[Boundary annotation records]
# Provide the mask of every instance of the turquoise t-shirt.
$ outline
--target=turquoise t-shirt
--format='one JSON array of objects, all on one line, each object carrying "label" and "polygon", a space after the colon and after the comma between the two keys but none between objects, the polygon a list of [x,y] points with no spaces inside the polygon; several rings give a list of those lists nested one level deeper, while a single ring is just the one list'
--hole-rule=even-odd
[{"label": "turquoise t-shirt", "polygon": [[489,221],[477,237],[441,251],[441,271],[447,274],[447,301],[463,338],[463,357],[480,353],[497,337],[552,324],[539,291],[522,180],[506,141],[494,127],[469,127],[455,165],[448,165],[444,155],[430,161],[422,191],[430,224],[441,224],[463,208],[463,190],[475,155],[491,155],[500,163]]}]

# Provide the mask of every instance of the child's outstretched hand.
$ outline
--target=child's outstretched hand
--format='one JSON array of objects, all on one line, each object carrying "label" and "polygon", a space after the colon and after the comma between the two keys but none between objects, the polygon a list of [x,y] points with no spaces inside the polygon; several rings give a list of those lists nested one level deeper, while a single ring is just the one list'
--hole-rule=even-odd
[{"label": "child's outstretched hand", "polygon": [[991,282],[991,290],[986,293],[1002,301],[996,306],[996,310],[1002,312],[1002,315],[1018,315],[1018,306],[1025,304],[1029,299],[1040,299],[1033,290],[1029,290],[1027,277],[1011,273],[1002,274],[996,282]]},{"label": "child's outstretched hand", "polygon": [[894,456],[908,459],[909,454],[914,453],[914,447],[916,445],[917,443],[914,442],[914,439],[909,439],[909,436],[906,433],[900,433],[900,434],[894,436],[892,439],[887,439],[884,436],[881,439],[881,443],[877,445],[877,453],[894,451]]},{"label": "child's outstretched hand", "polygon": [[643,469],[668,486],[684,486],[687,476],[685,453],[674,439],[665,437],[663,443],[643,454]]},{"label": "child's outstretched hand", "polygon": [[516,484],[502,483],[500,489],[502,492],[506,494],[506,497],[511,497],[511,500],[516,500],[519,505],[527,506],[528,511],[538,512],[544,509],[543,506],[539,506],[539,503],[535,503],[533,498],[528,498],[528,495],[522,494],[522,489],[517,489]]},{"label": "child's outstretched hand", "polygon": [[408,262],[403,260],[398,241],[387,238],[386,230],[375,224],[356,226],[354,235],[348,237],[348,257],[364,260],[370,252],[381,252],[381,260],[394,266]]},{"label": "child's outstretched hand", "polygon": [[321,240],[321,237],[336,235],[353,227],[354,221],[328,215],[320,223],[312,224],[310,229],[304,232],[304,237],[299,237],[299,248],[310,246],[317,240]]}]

Written request - Swap "even-odd" for "nonzero" throughout the lines above, leaving everything else unchanged.

Solved exercise -
# Provide the mask of every instance of the turquoise t-shirt.
$ outline
--target=turquoise t-shirt
--format='one JSON array of objects, all on one line, each object carrying "label" and "polygon", a space after the colon and after the comma between the two keys but none between objects, the polygon a list of [x,y] points with no spaces inside the polygon; several rings give a list of those lists nested one level deeper, while a single ring is just the one list'
--hole-rule=nonzero
[{"label": "turquoise t-shirt", "polygon": [[489,221],[477,237],[441,251],[441,271],[447,274],[447,301],[463,338],[463,357],[480,353],[497,337],[552,324],[539,291],[522,180],[506,141],[494,127],[469,127],[455,165],[448,165],[444,155],[430,161],[422,191],[430,224],[441,224],[463,208],[463,190],[475,155],[491,155],[500,163]]}]

# Provide the mask of every instance of the child's outstretched hand.
$ outline
--target=child's outstretched hand
--format='one JSON array of objects, all on one line, each object carrying "label" and "polygon", a space after the colon and after the comma between the two keys but none between objects, the polygon a list of [x,y] points with no spaces inside the polygon; several rings give a list of those lists nested one level deeper, while a single ring is just the one list'
--hole-rule=nonzero
[{"label": "child's outstretched hand", "polygon": [[991,282],[991,290],[986,293],[1002,301],[996,306],[996,310],[1002,312],[1002,315],[1018,315],[1018,306],[1025,304],[1029,299],[1040,299],[1033,290],[1029,290],[1027,277],[1011,273],[1002,274],[996,282]]},{"label": "child's outstretched hand", "polygon": [[894,456],[908,459],[909,454],[914,453],[914,447],[916,445],[917,443],[914,442],[914,439],[909,439],[909,436],[906,433],[900,433],[900,434],[894,436],[892,439],[887,439],[884,436],[881,439],[881,443],[877,445],[877,453],[894,451]]},{"label": "child's outstretched hand", "polygon": [[643,469],[668,486],[684,486],[687,476],[685,453],[674,439],[665,437],[663,443],[643,454]]},{"label": "child's outstretched hand", "polygon": [[516,484],[502,483],[500,489],[502,492],[506,494],[506,497],[511,497],[511,500],[516,500],[519,505],[527,506],[528,511],[538,512],[544,509],[543,506],[539,506],[539,503],[535,503],[533,498],[528,498],[528,495],[522,494],[522,489],[517,489]]},{"label": "child's outstretched hand", "polygon": [[408,262],[403,260],[398,241],[387,238],[386,230],[375,224],[356,226],[354,235],[348,237],[348,257],[364,260],[370,252],[381,252],[381,260],[394,266]]},{"label": "child's outstretched hand", "polygon": [[321,240],[321,237],[336,235],[353,227],[354,221],[328,215],[320,223],[312,224],[310,229],[304,232],[304,237],[299,237],[299,248],[310,246],[317,240]]}]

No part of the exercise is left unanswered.